• What to work on:
1. Can you repeat the records starting at the line that contains "negative clicks: (151, 58)" and ending at the final line of the records, with both ends included and any pictures left out?
2. Could you carry on the excerpt about optimizing ultrasound-assisted plant extraction from where it stops?

• Excerpt provided:
Compared with conventional maceration, which yielded lower phenolic and flavonoid contents, the optimized UAE protocol demonstrated superior efficiency in recovering bioactive compounds. Therefore, the contribution of this work lies not in introducing new extraction variables, but in providing a statistically validated and plant-specific optimization strategy that enhances both extraction efficiency and functional activity.

3.6. Effect of extraction variables on % yield, TFC, and TPC

The experimental data were analyzed using multiple regression, resulting in a second-order polynomial equation expressed in coded variables as follows (eqn (5)–(7)):

% Yield = 11.66 + 4.04A +1.78B + 1.48C + 1.22AC − 1.40A² − 1.09B² (5)

TFC = 6.54 + 3A + 1.03B + 1.18C + 1.21AC − 0.4516A² − 1.08B (6)

TPC = 8.09 + 3.11A +1.22B + 1.20C + 1.07AC − 0.8147A² − 0.9677B² (7)

Among the extraction factors studied, temperature exhibited the most significant effect on all three responses, % yield, TPC, and TFC, with p values < 0.0001. This strong influence can be attributed to the role of temperature in reducing the viscosity and surface tension of the solvent, thereby enhancing solvent penetration into plant tissues and improving the diffusion and solubilization of intracellular compounds, which ultimately leads to higher extraction efficiency.⁴⁰

The high F-values and extremely low p-values indicated that the developed models provided an excellent fit to the experimental data. Moreover, the non-significant lack-of-fit values confirmed that the models were appropriate, accurate, and reliable for predicting the extraction responses (Table 8).

The interaction between temperature and the solvent-to-plant material ratio significantly impacted the extraction process, affecting the extraction yield, TPC, and TFC. Moreover, the notable quadratic effects of temperature and extraction time suggest that their influence was nonlinear. Instead, a curved relationship was observed, pointing to optimal extraction conditions. Exceeding these conditions by increasing temperature or extraction time further may not enhance extraction efficiency and could potentially decrease it (Table 9).

• Dataset extract:
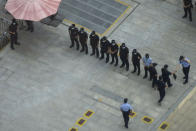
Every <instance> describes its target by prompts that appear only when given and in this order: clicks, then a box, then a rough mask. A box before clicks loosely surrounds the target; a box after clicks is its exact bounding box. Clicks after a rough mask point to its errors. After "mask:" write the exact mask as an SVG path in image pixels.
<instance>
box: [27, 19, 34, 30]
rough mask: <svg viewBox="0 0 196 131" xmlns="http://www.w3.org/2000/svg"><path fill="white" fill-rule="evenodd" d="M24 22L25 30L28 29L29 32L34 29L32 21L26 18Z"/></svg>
mask: <svg viewBox="0 0 196 131" xmlns="http://www.w3.org/2000/svg"><path fill="white" fill-rule="evenodd" d="M26 23H27V31H28V30H30V32H33V31H34V27H33V21H30V20H26Z"/></svg>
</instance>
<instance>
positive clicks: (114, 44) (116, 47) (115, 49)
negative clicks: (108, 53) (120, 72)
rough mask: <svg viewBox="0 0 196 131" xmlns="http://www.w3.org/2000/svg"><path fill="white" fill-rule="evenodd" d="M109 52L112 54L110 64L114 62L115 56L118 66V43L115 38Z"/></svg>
mask: <svg viewBox="0 0 196 131" xmlns="http://www.w3.org/2000/svg"><path fill="white" fill-rule="evenodd" d="M109 52H110V54H111V56H112V62H111V63H110V64H113V63H114V58H115V59H116V63H115V65H114V66H117V65H118V45H117V43H116V42H115V40H112V42H111V46H110V51H109Z"/></svg>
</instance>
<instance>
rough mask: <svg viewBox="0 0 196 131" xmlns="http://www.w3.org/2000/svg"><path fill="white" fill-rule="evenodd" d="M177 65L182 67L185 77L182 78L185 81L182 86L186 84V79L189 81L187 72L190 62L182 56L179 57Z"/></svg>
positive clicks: (190, 65) (189, 64)
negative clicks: (184, 84) (178, 64)
mask: <svg viewBox="0 0 196 131" xmlns="http://www.w3.org/2000/svg"><path fill="white" fill-rule="evenodd" d="M179 63H180V64H181V65H182V71H183V73H184V75H185V76H184V77H183V79H185V81H184V83H183V84H186V83H188V79H189V70H190V67H191V64H190V63H191V62H190V60H189V59H188V58H185V57H184V56H180V58H179Z"/></svg>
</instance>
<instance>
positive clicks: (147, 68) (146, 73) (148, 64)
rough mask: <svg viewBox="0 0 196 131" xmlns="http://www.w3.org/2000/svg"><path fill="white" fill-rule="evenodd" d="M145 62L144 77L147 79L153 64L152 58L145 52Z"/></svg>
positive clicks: (144, 65)
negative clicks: (151, 58)
mask: <svg viewBox="0 0 196 131" xmlns="http://www.w3.org/2000/svg"><path fill="white" fill-rule="evenodd" d="M143 63H144V70H145V75H144V77H143V79H145V78H147V77H148V71H149V67H150V65H151V64H152V59H151V58H150V56H149V54H145V57H143Z"/></svg>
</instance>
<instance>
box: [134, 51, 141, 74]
mask: <svg viewBox="0 0 196 131" xmlns="http://www.w3.org/2000/svg"><path fill="white" fill-rule="evenodd" d="M141 58H142V56H141V55H140V53H139V52H137V50H136V49H133V51H132V63H133V67H134V70H133V71H132V73H135V72H136V71H137V70H138V73H137V75H140V59H141Z"/></svg>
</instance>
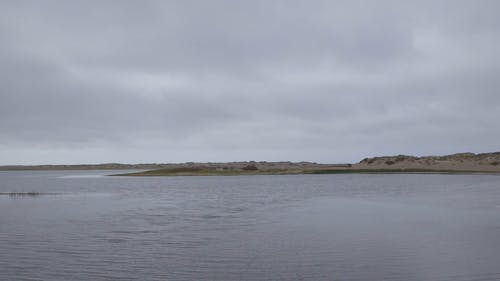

• Task responses:
1.
negative clicks: (151, 58)
mask: <svg viewBox="0 0 196 131" xmlns="http://www.w3.org/2000/svg"><path fill="white" fill-rule="evenodd" d="M143 63H144V70H145V75H144V77H143V79H145V78H147V77H148V71H149V67H150V65H151V64H152V59H151V58H150V56H149V54H145V57H143Z"/></svg>
</instance>
<instance>
box: [134, 51, 141, 74]
mask: <svg viewBox="0 0 196 131" xmlns="http://www.w3.org/2000/svg"><path fill="white" fill-rule="evenodd" d="M141 58H142V56H141V55H140V53H139V52H137V50H136V49H133V51H132V63H133V67H134V70H133V71H132V73H135V72H136V71H137V70H138V73H137V75H140V59H141Z"/></svg>
</instance>

2.
The 3D response surface plots (Fig. 2A–I) supported the results of the multiple regression analysis, confirming that extraction temperature exerted the most significant effect on extraction yield, TPC, and TFC. The responses increased as the temperature rose until reaching an optimal level, after which a slight decrease occurred at higher temperatures. This decline could be due to the thermal breakdown of heat-sensitive phenolic and flavonoid compounds, along with a decrease in the extraction rate constant at elevated temperatures. The latter is likely caused by reduced cavitation intensity resulting from lower surface tension and increased vapor pressure within the cavitation bubbles.³³

Regarding the effect of the solvent-to-solid ratio, plots C, F, and I illustrate the interaction between extraction time (B) and solvent ratio (C). The steep gradient observed along the solvent ratio axis indicates that this parameter plays a critical role in improving extraction performance. Increasing the solvent volume enhances the concentration gradient between the plant matrix and the extraction medium, which acts as the main driving force for diffusion according to Fick’s second law.⁴¹ As a result, solvent saturation is delayed, maintaining an effective diffusion process and improving the recovery of phenolic and flavonoid compounds.

The elliptical contour patterns observed in these plots confirm the presence of a significant interaction between extraction time and solvent ratio. This finding indicates that extraction efficiency is governed by a synergistic balance between these parameters rather than by maximizing each factor independently.

These results highlight that temperature and solvent ratio are the most critical factors controlling UAE efficiency, while extraction time contributes mainly through its interaction with the other variables. This interpretation further supports the robustness of the developed optimization model.

3.7. Verification of the model

The results of the t-test indicated no statistically significant difference (p > 0.05) between the predicted and experimental values for all tested responses. This lack of significance confirms that the experimental results were in close agreement with the values predicted by the RSM model. Such consistency demonstrates the model's robustness and reliability in describing the relationship between extraction variables and the measured responses. Therefore, the optimized extraction conditions derived from the RSM model can be considered valid and experimentally reproducible. This agreement between predicted and actual data highlights the adequacy of the developed model for accurately predicting extraction performance under similar conditions. It also supports the practical applicability of the model in optimizing extraction parameters to maximize yield and bioactive compound recovery from D. edule leaves.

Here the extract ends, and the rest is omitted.